_What to do_:
Carry on the JavaScript and regex blog posts below, starting right after their final sentence.

[begin Text extract]

Wednesday, August 08, 2007

RegexPal, and other goodies on my new blog

Just a quick note to anyone who's still subscribing to this feed: Make sure to head on over to my new regex / JavaScript blog, where there have been lots of interesting posts and comments since I last posted here (the old stuff has been migrated as well). In particular, check out RegexPal, a new regular expression tester which raises the bar for ease of use through features like real-time regex syntax and match highlighting.

See you there. :)

Wednesday, May 30, 2007

This Blog Has Moved (and XRegExp)

Blogger was a nice and easy introduction to the world of blogging, but alas, the time has come to move on. I now have my own domain name, and a shared hosting provider which supports both PHP and ColdFusion. Woohoo! Here's my new JavaScript / regex blog.

For feed subscribers, please update the this blog's feed URL to point here, as I'll no longer be posting on blogspot. In addition to a fancy new extended JavaScript regular expression constructor (XRegExp) which I've already posted over there, most of the stuff from here has been migrated, and in the process I've updated several posts and added demos for a few more, including Leet Translator, REMatch, and both the ColdFusion and JavaScript implementations of parseUri. Check 'em out.

Thursday, May 10, 2007

Fun with JavaScript variable types and constructors

Try running the following code in Firebug (the results are shown in trailing comments):

console.log(typeof null); // object
console.log(null instanceof Object); // false
console.log(typeof [1,2,3]); // object
console.log(typeof /regex/); // function in Firefox; object in IE
console.log(typeof new String()); // object
console.log(typeof Object); // function
console.log(Object instanceof Object); // true
console.log(Object instanceof Function); // true
console.log(Function.constructor); // Function()
console.log(Function.constructor.constructor); // Function()
console.log(window.constructor); // function() [note the lowercase "f"]
console.log(window.constructor.constructor); // Object()
console.log(window.constructor.constructor.constructor); // Function()
console.log(Function()); // anonymous()

console.log(typeof NaN); // number
console.log(NaN.constructor); // Number()
console.log(NaN instanceof Number); // false
console.log(NaN == NaN); // false
console.log(null + 1); // 1
console.log(null + null); // 0
console.log(undefined + 1); // NaN
console.log(null + "string"); // nullstring
console.log(undefined + "string"); // undefinedstring
console.log({} == 0); // false
console.log([] == 0); // true
console.log(1.0.toFixed(2)); // 1.00

console.log(new Boolean(false) == false); // true
console.log(new Boolean(false) === false); // false

Surprised by any of those results? If not, you're probably either quite knowledgeable about JavaScript variable types, type conversion, and constructors, or you don't fully understand some of the peculiarities and seeming contradictions. (If you have any questions, feel free to ask in the comments.)

[end Text extract]
[begin Provided material]

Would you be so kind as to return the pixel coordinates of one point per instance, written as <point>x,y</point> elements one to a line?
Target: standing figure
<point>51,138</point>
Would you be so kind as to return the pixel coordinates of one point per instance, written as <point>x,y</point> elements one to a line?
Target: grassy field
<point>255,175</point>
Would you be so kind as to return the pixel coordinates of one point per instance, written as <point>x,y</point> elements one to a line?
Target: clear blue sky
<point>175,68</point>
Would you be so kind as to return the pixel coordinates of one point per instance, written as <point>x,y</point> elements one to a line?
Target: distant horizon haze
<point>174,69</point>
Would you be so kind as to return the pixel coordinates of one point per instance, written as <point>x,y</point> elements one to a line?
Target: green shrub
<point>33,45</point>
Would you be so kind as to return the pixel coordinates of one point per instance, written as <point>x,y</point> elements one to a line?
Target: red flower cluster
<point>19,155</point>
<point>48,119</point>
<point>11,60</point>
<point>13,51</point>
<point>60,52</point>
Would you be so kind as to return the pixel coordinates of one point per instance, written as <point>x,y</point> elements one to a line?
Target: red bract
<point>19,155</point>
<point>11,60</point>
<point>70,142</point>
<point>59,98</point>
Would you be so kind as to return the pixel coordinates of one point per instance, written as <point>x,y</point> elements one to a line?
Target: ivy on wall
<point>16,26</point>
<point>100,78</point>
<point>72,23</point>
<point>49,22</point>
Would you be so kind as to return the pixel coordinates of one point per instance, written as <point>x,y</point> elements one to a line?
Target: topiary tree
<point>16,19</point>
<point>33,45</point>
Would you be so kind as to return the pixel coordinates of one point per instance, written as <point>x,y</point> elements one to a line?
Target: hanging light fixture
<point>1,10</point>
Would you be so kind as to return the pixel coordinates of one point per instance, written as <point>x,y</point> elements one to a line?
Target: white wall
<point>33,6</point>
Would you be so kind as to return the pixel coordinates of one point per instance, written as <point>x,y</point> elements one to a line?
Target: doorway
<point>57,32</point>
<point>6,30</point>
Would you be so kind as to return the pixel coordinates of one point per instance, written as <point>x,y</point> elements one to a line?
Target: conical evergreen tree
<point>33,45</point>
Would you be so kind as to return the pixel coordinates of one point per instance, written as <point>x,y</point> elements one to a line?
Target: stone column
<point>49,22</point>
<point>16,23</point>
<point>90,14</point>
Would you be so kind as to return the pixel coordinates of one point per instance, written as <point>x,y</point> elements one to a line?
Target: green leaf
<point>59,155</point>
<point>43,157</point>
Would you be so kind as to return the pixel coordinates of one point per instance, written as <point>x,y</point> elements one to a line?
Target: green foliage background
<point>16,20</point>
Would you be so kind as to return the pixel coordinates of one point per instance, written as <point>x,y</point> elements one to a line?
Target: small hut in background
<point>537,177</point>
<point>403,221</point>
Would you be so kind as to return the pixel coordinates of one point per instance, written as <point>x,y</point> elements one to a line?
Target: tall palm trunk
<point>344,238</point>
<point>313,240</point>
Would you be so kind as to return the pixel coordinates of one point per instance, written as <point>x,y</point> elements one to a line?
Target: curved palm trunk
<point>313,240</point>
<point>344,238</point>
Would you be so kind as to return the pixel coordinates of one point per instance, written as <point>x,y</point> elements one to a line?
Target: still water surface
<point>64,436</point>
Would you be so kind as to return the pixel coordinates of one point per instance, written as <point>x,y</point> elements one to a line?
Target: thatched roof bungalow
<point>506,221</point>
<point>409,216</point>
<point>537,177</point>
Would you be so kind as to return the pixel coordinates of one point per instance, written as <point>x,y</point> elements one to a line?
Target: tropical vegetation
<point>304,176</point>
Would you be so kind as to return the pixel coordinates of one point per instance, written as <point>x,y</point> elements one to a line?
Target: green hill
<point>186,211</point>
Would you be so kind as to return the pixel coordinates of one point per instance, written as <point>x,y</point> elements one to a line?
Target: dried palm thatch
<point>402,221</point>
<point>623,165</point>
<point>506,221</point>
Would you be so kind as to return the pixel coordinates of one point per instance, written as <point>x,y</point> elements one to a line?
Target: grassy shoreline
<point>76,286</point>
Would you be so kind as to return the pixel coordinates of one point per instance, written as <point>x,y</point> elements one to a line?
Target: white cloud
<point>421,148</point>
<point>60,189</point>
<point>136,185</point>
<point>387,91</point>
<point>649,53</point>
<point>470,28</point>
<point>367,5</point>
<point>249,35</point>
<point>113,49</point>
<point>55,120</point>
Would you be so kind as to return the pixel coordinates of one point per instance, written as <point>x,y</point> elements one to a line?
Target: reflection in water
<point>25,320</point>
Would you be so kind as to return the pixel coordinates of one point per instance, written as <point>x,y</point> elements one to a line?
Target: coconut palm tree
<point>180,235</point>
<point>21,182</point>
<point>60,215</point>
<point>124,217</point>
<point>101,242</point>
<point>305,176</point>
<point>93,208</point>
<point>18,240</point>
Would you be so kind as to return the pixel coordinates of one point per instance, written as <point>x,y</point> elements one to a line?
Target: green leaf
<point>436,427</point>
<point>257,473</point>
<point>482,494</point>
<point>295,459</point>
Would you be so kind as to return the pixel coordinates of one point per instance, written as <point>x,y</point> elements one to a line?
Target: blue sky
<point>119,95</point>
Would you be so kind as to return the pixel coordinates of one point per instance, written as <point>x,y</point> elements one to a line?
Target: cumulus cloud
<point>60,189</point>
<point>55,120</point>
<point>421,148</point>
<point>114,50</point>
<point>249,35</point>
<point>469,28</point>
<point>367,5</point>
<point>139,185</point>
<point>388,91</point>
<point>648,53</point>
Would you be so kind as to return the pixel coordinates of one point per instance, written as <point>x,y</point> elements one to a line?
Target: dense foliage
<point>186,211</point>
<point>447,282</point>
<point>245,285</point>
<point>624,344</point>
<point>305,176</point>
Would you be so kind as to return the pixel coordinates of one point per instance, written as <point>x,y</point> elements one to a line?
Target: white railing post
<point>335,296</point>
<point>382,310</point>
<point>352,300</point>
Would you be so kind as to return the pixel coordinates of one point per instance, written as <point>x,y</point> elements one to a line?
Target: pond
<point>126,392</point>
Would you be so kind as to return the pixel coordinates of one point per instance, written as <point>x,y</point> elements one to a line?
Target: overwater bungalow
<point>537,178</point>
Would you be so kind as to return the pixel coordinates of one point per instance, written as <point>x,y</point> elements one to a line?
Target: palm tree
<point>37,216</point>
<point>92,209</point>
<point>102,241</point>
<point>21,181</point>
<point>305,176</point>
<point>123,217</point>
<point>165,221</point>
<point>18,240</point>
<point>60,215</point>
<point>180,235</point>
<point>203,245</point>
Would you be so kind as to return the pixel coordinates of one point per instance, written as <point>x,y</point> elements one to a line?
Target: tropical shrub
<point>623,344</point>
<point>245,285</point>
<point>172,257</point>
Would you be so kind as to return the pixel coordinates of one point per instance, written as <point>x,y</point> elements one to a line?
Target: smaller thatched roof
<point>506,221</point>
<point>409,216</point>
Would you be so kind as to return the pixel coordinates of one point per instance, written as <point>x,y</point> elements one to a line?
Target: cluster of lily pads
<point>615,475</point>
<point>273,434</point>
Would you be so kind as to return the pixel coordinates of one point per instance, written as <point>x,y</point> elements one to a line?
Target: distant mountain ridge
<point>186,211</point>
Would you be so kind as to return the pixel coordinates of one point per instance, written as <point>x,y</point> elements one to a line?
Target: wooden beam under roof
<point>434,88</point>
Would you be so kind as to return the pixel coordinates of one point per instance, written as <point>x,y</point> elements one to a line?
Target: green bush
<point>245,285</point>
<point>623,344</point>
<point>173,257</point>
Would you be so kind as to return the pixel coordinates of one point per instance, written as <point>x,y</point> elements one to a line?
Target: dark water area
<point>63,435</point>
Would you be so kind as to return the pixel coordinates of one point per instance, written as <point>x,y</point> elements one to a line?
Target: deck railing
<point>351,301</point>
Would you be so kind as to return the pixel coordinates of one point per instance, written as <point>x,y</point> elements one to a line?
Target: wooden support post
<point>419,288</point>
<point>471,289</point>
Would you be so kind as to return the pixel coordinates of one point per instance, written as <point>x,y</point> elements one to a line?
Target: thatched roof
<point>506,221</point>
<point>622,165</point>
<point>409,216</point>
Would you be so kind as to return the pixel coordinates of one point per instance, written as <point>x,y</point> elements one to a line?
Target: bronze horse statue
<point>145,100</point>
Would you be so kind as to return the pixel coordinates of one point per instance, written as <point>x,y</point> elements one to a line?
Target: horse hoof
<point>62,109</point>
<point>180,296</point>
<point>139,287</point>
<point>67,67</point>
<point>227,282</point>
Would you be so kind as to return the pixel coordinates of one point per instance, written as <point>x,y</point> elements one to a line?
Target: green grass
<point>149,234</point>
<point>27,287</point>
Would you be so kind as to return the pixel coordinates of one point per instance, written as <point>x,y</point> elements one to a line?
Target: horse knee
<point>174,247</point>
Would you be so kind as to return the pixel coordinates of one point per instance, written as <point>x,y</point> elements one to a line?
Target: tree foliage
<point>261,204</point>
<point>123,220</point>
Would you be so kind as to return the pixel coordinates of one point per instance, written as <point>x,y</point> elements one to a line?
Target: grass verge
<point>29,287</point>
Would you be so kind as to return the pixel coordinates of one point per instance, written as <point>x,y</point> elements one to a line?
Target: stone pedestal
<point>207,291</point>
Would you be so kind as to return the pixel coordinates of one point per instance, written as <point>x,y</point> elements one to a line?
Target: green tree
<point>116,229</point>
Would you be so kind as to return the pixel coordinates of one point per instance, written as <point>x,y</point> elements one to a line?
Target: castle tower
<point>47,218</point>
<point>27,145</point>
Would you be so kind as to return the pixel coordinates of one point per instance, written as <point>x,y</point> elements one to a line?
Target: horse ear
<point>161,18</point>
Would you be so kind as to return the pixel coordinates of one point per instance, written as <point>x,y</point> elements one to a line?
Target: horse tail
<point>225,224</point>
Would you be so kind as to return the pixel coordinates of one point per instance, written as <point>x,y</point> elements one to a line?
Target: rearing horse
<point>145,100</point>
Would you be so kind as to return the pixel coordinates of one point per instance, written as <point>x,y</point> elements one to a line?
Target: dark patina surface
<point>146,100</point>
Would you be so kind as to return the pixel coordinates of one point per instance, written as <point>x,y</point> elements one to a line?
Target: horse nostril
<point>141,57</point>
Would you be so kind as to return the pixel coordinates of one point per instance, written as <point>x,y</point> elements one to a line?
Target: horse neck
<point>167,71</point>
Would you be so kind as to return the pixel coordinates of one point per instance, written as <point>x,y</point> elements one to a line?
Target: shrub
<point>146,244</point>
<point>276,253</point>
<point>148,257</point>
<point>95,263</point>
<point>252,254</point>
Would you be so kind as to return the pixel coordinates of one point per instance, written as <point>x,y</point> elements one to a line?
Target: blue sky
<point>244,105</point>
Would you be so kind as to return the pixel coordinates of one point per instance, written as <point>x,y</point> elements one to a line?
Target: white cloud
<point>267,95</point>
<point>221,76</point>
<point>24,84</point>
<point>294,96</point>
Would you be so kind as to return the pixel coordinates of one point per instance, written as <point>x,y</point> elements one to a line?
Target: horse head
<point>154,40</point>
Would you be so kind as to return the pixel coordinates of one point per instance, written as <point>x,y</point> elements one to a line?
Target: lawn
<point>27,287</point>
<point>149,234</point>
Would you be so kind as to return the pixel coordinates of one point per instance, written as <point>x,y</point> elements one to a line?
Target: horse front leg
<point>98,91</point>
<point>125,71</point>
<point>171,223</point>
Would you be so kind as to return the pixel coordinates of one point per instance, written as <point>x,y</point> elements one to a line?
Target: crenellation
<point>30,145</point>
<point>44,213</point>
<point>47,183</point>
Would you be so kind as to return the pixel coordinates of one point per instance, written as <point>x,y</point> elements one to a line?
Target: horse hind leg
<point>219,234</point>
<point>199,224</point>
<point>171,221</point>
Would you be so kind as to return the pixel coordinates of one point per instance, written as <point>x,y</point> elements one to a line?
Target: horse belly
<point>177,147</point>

[end Provided material]

_Result for this task_:
Monday, April 16, 2007

Mastering Regular Expressions, 3rd Edition

Book cover

So, after reading positive reviews about it since I started using regular expressions a little over a year ago, I finally purchased O'Reilly Media's Mastering Regular Expressions by Jeffrey E. F. Friedl, after discovering that a third edition came out in August 2006. The book arrived today, and it is indeed pretty damn excellent (I'm as excited about it as I can be about a tech book, anyway). I've only spent a few minutes with it so far, but I can see that it is excellently presented, and there is much to discover. Hopefully I'll post about some cool things I learn over the next few weeks, if I get a chance to actually sit down and read through a significant portion of the book.

Thursday, April 05, 2007

Faking Conditionals in Regular Expressions

Update: This post contains several major errors. Please view the updated version on my new blog:

Mimic Regular Expression Conditionals.

Excited by the fact that I can mimic atomic groups when using most regex libraries which don't support them, I set my sights on another of my most wanted regex features which is commonly lacking: conditionals (which provide an if-then-else construct). Of the libraries I'm familiar with, conditionals are only supported by .NET, PCRE, PHP (when using PCRE via the preg functions), and JGSoft products (including RegexBuddy).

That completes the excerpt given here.